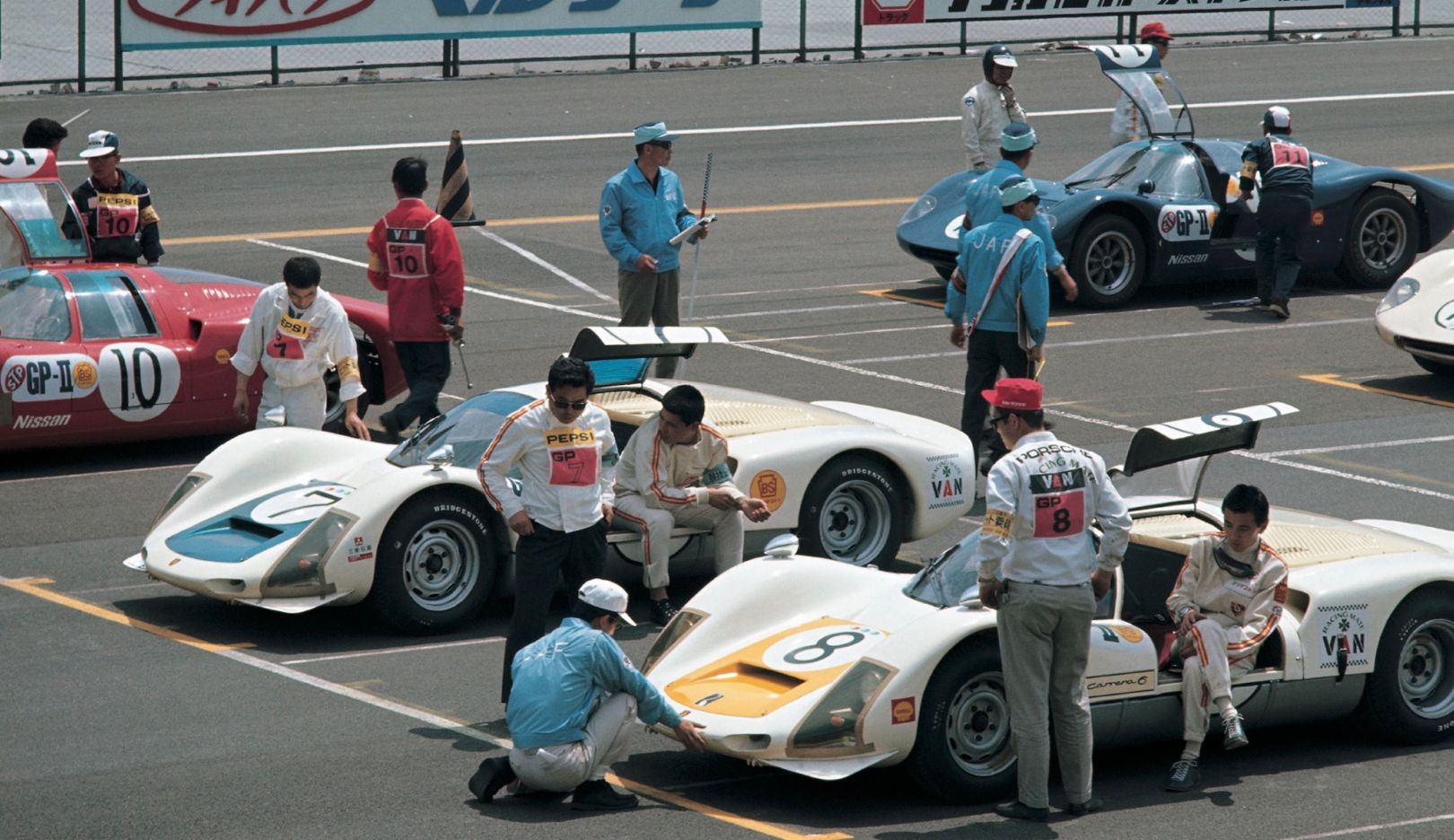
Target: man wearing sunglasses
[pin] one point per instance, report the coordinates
##############################
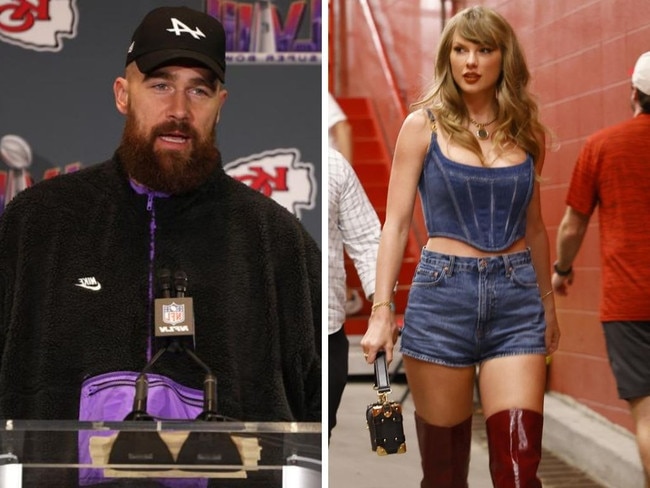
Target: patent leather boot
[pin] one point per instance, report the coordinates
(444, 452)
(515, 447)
##############################
AIM → Extract every line of the rows above that contains the string "Target".

EXPECTED ANSWER →
Target: man wearing sunglasses
Target: patent leather boot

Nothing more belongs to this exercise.